[Data items]
____

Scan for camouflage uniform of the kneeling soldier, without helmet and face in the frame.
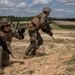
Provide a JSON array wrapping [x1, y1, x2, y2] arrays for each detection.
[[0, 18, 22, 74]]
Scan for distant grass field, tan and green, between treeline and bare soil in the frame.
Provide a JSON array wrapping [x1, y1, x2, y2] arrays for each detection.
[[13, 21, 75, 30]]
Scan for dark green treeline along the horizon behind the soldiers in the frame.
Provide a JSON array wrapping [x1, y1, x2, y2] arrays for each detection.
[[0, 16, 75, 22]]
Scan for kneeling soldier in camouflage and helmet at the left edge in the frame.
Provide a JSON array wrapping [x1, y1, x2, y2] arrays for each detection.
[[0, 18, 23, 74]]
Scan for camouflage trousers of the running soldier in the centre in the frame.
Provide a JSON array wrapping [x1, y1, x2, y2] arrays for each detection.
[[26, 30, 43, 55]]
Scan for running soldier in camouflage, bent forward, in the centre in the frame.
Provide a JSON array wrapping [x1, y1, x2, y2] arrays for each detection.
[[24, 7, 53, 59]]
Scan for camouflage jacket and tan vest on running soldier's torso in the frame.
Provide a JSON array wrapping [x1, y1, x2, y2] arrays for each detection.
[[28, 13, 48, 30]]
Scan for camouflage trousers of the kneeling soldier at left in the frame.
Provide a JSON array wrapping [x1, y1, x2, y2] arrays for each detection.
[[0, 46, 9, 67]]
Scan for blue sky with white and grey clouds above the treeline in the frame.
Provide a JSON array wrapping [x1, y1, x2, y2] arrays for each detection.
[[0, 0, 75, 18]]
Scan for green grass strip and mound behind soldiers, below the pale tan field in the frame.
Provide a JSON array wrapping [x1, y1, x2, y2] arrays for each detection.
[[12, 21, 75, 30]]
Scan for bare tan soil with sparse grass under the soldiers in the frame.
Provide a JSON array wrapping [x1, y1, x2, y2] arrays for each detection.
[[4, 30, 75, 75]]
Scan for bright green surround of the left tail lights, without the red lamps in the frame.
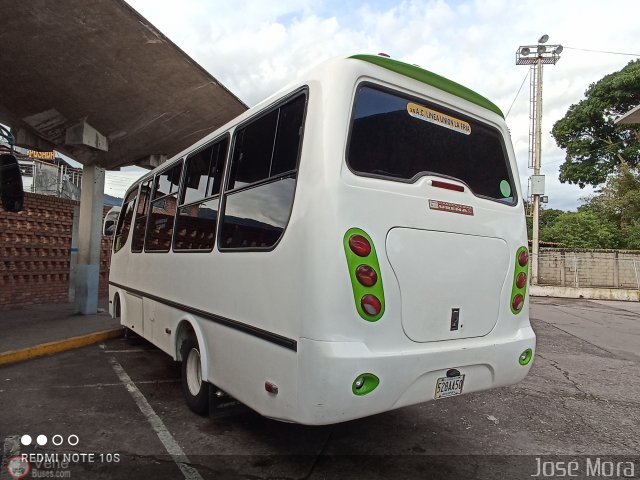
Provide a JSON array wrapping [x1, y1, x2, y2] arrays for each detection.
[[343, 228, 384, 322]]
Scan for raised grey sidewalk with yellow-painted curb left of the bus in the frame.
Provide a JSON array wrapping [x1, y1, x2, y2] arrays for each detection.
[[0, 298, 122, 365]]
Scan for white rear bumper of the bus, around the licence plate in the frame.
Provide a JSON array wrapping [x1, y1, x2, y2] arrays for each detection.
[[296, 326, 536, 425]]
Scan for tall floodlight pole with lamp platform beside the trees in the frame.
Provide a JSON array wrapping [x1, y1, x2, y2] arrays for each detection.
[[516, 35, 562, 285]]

____

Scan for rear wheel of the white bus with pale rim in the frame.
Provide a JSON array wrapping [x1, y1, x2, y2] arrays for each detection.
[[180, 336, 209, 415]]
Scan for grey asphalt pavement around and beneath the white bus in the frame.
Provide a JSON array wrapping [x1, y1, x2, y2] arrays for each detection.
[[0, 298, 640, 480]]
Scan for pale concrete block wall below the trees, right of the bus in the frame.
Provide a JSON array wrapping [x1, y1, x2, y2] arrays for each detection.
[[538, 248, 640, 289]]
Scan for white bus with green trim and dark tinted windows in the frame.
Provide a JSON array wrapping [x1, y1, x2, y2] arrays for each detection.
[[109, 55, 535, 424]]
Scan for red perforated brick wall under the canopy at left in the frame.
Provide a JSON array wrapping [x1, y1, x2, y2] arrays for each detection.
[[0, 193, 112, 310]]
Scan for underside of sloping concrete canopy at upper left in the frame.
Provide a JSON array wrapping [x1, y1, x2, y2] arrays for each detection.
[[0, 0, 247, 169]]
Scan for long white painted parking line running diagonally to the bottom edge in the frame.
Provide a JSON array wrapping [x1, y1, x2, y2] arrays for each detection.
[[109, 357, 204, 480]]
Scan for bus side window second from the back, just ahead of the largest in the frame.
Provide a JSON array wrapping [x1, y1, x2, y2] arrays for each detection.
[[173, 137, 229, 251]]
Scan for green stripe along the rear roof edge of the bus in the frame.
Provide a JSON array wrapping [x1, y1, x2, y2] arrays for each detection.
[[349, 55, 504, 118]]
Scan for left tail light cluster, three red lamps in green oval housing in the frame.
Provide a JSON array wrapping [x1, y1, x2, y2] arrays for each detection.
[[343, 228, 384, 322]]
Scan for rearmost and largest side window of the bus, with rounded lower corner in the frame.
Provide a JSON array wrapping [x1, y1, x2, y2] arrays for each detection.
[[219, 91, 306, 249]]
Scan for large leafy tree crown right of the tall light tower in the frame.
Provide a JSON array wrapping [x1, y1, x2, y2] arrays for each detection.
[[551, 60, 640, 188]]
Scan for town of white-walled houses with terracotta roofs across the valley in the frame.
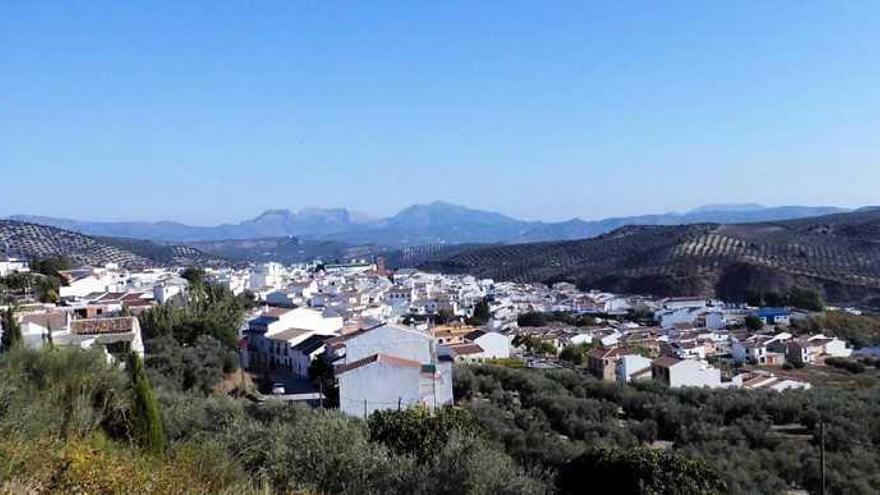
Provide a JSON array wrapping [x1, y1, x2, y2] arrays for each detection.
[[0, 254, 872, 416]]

____

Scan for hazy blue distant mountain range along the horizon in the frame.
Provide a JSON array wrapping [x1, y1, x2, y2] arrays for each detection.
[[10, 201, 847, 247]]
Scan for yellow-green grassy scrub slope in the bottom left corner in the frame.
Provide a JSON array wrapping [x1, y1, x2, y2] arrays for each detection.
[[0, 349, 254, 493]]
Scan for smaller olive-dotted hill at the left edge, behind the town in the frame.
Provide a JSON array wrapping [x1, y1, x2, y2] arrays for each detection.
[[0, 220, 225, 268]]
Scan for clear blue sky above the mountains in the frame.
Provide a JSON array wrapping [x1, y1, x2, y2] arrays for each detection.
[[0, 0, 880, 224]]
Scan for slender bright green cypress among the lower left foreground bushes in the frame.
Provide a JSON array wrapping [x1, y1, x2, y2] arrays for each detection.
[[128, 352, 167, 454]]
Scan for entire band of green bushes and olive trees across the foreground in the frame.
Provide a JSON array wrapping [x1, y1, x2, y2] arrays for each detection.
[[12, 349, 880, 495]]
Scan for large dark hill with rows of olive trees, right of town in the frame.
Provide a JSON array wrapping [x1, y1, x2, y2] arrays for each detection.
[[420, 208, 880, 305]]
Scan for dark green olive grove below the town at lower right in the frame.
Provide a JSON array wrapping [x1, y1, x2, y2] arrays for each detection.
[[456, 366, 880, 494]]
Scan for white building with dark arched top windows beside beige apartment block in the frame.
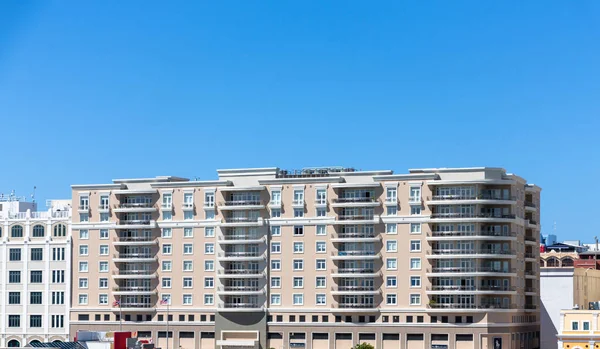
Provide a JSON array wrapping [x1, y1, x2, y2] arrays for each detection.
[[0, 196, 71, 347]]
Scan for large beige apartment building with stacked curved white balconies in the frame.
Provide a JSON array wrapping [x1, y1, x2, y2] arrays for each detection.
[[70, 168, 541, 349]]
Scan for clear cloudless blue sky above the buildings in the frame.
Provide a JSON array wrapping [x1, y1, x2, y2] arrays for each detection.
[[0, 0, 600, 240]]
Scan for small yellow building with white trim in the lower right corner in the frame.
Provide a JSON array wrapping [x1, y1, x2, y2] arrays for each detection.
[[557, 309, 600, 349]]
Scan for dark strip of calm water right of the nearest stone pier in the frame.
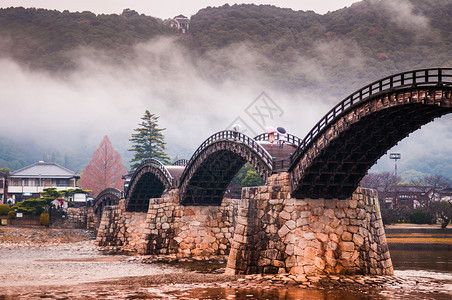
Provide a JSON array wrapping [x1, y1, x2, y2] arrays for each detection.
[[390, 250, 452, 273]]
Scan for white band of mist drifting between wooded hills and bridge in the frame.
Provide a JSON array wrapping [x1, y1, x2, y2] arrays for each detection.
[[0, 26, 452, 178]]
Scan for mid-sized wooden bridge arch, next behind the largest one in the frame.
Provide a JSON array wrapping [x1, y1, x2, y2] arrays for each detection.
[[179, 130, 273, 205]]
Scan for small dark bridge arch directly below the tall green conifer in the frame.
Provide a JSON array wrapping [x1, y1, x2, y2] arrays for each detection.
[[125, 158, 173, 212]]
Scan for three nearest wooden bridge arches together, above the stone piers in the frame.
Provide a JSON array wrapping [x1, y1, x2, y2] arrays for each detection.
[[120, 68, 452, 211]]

____

[Task to complete]:
Quote word for word only the lines above from the one containing "Scan for camouflage uniform" through the one containing "Scan for dark green treeline". Pictures stay out of your copy.

[Written solution]:
Scan for camouflage uniform of the kneeling soldier, without helmet and face in the frame.
Provide a JSON array wrapping [x1, y1, x2, y2] arrays for each detection.
[[0, 18, 22, 74]]
Scan for distant grass field, tan and green, between treeline and bare soil in the frame.
Provide a JSON array wrapping [x1, y1, x2, y2] arrays for each detection.
[[13, 21, 75, 30]]
Scan for dark green treeline along the horizon behind the soldiers in the frame.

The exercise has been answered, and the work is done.